● **TASK TO CARRY OUT**:
Which lines of the rows below contain the string "left"? Extract each of them in full.

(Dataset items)
• • • •

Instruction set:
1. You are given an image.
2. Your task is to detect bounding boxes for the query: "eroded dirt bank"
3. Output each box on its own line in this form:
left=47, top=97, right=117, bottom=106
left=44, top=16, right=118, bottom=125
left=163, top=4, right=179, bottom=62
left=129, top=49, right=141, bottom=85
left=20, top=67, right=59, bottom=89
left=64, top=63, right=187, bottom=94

• • • •

● **SOLUTION BELOW**:
left=47, top=97, right=117, bottom=106
left=44, top=16, right=118, bottom=125
left=163, top=4, right=179, bottom=62
left=129, top=49, right=141, bottom=85
left=20, top=67, right=59, bottom=89
left=64, top=63, right=187, bottom=94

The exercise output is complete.